╔══

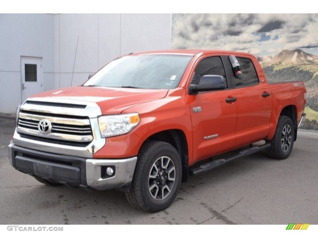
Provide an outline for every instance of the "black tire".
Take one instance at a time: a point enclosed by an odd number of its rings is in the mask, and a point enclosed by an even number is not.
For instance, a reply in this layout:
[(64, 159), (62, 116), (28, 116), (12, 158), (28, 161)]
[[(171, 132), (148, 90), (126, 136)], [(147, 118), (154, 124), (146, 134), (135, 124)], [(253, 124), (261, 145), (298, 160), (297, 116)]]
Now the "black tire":
[(56, 183), (54, 182), (52, 182), (51, 181), (47, 180), (46, 179), (40, 178), (38, 178), (36, 177), (35, 177), (34, 178), (38, 180), (38, 181), (40, 182), (44, 183), (45, 184), (46, 184), (46, 185), (50, 185), (51, 186), (60, 186), (61, 185), (62, 185), (62, 184), (60, 183)]
[(149, 212), (166, 208), (177, 195), (182, 168), (179, 154), (172, 145), (161, 141), (146, 143), (138, 155), (130, 190), (125, 193), (128, 202)]
[(294, 138), (294, 125), (292, 119), (287, 116), (280, 116), (274, 138), (269, 142), (271, 147), (266, 149), (268, 155), (278, 160), (287, 158), (292, 152)]

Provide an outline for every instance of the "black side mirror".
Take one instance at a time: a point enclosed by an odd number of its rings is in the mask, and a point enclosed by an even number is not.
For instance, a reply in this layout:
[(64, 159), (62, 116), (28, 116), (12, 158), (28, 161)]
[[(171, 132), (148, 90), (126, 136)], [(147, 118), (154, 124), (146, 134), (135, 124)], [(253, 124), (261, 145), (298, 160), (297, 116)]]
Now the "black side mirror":
[(198, 85), (191, 84), (189, 88), (190, 94), (199, 92), (220, 90), (226, 88), (225, 80), (221, 75), (204, 75), (201, 78)]

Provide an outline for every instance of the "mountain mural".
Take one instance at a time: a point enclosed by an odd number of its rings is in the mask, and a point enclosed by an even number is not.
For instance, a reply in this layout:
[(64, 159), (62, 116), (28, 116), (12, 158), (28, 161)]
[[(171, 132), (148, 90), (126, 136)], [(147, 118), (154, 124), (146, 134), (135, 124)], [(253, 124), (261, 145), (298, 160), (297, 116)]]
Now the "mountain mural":
[(307, 116), (303, 129), (318, 130), (318, 56), (297, 49), (273, 57), (258, 57), (269, 82), (301, 80), (307, 89)]
[(318, 130), (318, 14), (176, 13), (171, 48), (247, 52), (270, 82), (302, 80), (307, 89), (302, 128)]

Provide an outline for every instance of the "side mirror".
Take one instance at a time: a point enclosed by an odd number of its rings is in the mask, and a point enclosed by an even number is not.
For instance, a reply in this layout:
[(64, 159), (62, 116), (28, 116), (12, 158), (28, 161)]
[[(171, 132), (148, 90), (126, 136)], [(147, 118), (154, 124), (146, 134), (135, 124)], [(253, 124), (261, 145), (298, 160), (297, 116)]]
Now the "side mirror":
[(204, 75), (201, 78), (198, 85), (191, 84), (189, 88), (190, 94), (199, 92), (220, 90), (225, 88), (225, 80), (221, 75)]

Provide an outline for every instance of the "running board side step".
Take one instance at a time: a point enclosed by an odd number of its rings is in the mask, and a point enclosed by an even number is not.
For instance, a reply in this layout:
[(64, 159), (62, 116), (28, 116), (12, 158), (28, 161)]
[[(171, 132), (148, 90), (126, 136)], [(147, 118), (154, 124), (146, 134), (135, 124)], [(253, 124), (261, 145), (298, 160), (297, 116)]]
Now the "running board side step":
[(270, 147), (270, 146), (271, 144), (270, 143), (266, 143), (259, 146), (250, 147), (241, 150), (233, 156), (226, 159), (216, 160), (202, 164), (198, 168), (193, 169), (190, 168), (189, 169), (189, 173), (190, 175), (193, 176), (197, 175), (202, 173), (206, 172), (207, 171), (217, 168), (223, 164), (228, 163), (234, 160), (248, 156), (260, 150), (265, 149), (267, 148)]

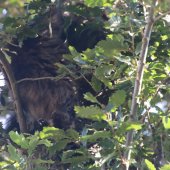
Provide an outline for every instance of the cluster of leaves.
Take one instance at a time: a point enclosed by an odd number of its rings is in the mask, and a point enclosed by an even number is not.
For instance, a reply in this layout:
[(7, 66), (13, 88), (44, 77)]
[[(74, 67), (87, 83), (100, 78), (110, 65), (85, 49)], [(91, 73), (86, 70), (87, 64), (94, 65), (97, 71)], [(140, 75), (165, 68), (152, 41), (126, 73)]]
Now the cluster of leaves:
[[(33, 35), (23, 30), (27, 28), (25, 24), (32, 17), (39, 15), (43, 11), (41, 9), (51, 4), (43, 2), (30, 3), (32, 14), (22, 18), (24, 24), (20, 22), (21, 18), (12, 18), (7, 22), (8, 18), (4, 23), (6, 33), (14, 37), (18, 33), (20, 35), (24, 33), (26, 37)], [(71, 167), (75, 170), (120, 169), (125, 161), (122, 159), (124, 150), (128, 149), (132, 150), (133, 168), (154, 170), (162, 165), (161, 170), (170, 169), (169, 23), (161, 19), (154, 25), (142, 93), (139, 96), (138, 114), (135, 122), (129, 121), (132, 90), (142, 43), (141, 33), (145, 26), (144, 6), (138, 1), (128, 0), (121, 1), (114, 8), (113, 2), (113, 0), (84, 1), (84, 5), (91, 11), (88, 15), (91, 14), (96, 20), (97, 15), (94, 16), (94, 11), (106, 10), (109, 17), (109, 20), (103, 21), (105, 29), (109, 30), (106, 40), (83, 52), (77, 52), (70, 46), (70, 54), (64, 56), (79, 66), (80, 75), (92, 75), (87, 81), (97, 95), (85, 93), (84, 99), (92, 104), (75, 107), (77, 117), (88, 119), (91, 123), (85, 125), (82, 132), (73, 129), (63, 131), (52, 127), (28, 136), (10, 132), (12, 142), (3, 146), (1, 151), (2, 154), (6, 154), (5, 158), (3, 157), (4, 161), (0, 163), (2, 169), (38, 170), (49, 167), (52, 169), (56, 166), (63, 166), (65, 169)], [(150, 5), (150, 1), (145, 3)], [(68, 4), (67, 10), (70, 12), (89, 17), (82, 9), (75, 7), (74, 2)], [(156, 12), (159, 14), (164, 12), (163, 10), (167, 9), (161, 5)], [(16, 26), (18, 22), (20, 27)], [(69, 66), (67, 70), (74, 72), (72, 65)], [(104, 96), (106, 91), (109, 91), (109, 95), (103, 102), (99, 98), (100, 95)], [(163, 103), (164, 108), (160, 106)], [(130, 130), (135, 131), (134, 140), (129, 148), (125, 148), (126, 133)], [(43, 154), (39, 155), (43, 149)]]

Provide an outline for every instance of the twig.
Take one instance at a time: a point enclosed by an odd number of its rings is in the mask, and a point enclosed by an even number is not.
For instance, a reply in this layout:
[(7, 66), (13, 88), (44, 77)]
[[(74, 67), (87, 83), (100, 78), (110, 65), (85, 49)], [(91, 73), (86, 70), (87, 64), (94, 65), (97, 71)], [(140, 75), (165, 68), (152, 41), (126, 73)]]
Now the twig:
[[(153, 0), (153, 4), (150, 7), (149, 16), (147, 19), (147, 24), (145, 26), (144, 36), (142, 39), (142, 47), (140, 51), (140, 58), (138, 61), (138, 67), (137, 67), (137, 75), (135, 79), (135, 86), (132, 96), (132, 105), (130, 110), (130, 120), (135, 121), (136, 115), (137, 115), (137, 107), (139, 104), (139, 95), (141, 93), (141, 86), (142, 86), (142, 80), (143, 80), (143, 73), (144, 73), (144, 66), (146, 63), (146, 56), (148, 52), (148, 45), (150, 40), (150, 35), (152, 31), (152, 27), (154, 24), (154, 10), (158, 3), (158, 0)], [(130, 131), (127, 133), (126, 136), (126, 144), (125, 148), (129, 148), (133, 142), (133, 134), (134, 131)], [(131, 150), (128, 149), (124, 152), (124, 161), (125, 161), (125, 169), (129, 169), (129, 160), (131, 159)]]
[(22, 83), (24, 81), (38, 81), (38, 80), (61, 80), (64, 76), (57, 76), (57, 77), (37, 77), (37, 78), (24, 78), (16, 81), (16, 84)]
[(5, 75), (7, 75), (7, 78), (9, 80), (9, 84), (11, 87), (12, 97), (14, 99), (14, 103), (15, 103), (15, 107), (16, 107), (16, 115), (17, 115), (19, 127), (20, 127), (21, 132), (27, 132), (26, 122), (25, 122), (24, 114), (23, 114), (23, 111), (21, 108), (21, 103), (20, 103), (20, 98), (18, 95), (17, 86), (15, 83), (16, 81), (15, 81), (14, 75), (12, 73), (12, 70), (10, 68), (10, 65), (6, 59), (6, 56), (7, 56), (7, 54), (5, 53), (5, 51), (3, 49), (1, 49), (0, 60), (1, 60), (2, 66), (3, 66), (3, 69), (5, 71)]
[(166, 15), (170, 14), (170, 11), (166, 11), (165, 13), (160, 14), (159, 16), (155, 17), (155, 21), (165, 17)]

╚══

▸ **Directions**: Pull out every line of the listing above that contains the word "mural", and copy each one in full.

▸ **Output for this task**:
Provide an outline for every instance of the "mountain mural".
Now the "mountain mural":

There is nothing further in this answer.